### Exercise directions:
The records below are to be written out again, exactly as they appear.

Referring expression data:
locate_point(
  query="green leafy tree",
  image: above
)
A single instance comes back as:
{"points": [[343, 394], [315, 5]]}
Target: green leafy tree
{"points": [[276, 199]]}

### Written response:
locate_point(
  query="green leafy tree",
  image: above
)
A single instance comes back as:
{"points": [[343, 394], [315, 5]]}
Target: green leafy tree
{"points": [[276, 199]]}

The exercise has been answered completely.